Collect every line in the rows below that contains the word "note". Case counts.

━━━

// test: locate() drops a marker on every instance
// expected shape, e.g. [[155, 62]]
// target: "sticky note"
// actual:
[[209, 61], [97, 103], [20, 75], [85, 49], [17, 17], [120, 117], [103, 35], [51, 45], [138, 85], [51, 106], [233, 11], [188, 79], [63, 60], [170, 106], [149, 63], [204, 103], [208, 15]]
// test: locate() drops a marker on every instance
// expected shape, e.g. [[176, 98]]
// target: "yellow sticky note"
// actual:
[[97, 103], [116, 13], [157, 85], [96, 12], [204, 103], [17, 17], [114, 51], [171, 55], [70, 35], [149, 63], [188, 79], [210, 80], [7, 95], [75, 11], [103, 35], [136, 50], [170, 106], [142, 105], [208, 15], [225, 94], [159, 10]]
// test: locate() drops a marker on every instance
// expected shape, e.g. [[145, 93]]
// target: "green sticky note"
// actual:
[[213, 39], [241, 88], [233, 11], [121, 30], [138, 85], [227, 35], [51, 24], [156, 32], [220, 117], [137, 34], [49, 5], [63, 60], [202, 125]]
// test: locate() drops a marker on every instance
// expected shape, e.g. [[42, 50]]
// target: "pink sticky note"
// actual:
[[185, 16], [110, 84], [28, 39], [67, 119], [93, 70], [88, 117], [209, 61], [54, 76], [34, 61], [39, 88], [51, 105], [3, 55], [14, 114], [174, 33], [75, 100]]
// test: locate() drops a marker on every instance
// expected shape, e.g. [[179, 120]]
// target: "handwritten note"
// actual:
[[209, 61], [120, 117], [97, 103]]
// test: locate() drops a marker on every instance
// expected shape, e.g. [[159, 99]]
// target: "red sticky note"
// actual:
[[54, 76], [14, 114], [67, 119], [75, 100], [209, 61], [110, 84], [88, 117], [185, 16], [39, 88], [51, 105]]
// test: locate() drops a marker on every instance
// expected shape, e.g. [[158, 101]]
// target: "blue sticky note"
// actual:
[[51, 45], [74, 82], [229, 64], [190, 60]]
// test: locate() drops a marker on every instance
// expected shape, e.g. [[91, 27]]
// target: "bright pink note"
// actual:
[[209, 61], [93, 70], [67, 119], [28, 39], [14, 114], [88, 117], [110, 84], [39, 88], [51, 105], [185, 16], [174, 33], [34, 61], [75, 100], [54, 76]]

━━━

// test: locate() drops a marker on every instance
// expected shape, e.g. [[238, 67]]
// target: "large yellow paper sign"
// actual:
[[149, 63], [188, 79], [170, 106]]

━━━

• _Task answer_
// target: "sticky note"
// target: "yellow sticky note"
// target: "green sticky note"
// target: "pink sticky note"
// target: "handwritten note"
// target: "red sticky note"
// target: "blue sticky note"
// target: "bright pink note"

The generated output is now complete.